## begin Dataset content
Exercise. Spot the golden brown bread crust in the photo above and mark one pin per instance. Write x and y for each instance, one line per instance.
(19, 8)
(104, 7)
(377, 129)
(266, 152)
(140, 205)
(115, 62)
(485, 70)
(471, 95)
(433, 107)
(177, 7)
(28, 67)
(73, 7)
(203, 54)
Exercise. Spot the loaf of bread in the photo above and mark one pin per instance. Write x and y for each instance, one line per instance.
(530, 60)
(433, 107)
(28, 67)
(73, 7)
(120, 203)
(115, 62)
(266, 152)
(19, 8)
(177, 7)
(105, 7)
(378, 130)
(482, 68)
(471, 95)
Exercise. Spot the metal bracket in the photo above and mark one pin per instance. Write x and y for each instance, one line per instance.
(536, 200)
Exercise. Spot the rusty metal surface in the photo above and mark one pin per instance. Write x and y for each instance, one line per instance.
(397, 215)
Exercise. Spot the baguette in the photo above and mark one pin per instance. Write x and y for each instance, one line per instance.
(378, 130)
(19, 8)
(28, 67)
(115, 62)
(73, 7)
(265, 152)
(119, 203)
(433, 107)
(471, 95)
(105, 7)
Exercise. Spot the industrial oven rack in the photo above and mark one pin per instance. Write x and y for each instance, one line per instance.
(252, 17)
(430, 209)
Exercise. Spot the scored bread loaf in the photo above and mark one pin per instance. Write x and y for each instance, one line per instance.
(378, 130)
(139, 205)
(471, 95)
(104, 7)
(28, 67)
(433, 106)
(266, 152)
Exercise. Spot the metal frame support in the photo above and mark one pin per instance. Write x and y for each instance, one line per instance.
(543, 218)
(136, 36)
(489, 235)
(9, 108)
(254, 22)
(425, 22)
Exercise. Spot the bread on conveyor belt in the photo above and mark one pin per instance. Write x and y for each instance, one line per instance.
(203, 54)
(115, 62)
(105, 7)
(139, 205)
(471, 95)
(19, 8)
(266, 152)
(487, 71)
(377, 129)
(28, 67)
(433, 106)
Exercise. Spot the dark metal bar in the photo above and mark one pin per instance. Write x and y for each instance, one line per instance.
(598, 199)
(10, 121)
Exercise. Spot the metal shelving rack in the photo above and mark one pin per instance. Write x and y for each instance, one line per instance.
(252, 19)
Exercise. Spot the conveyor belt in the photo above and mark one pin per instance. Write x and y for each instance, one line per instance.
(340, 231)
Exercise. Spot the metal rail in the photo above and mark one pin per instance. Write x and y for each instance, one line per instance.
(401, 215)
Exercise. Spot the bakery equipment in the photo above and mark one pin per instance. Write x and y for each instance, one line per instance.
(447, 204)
## end Dataset content
What to work on: Recast the lines from the one containing "Exercise. Spot the metal shelving" through the end of the listing as a numbered list, omitting any blank lines.

Task response:
1. Exercise. Spot the metal shelving rack in the photo above and mark one pin per instance. Write x and y for each instance, one line per instance.
2. (252, 19)
3. Exercise. Spot the conveyor belt in the photo above and mark one pin per instance. Write x and y for each instance, one line per instance.
4. (340, 231)
5. Exercise. Spot the metal rail in the photo above and mark one pin per instance. Write x and y for each instance, one line per instance.
6. (401, 215)
7. Exercise. Spot the bakery equipment in the photo above and mark one pin per instance. Write x and y for each instance, one line per instance.
8. (447, 204)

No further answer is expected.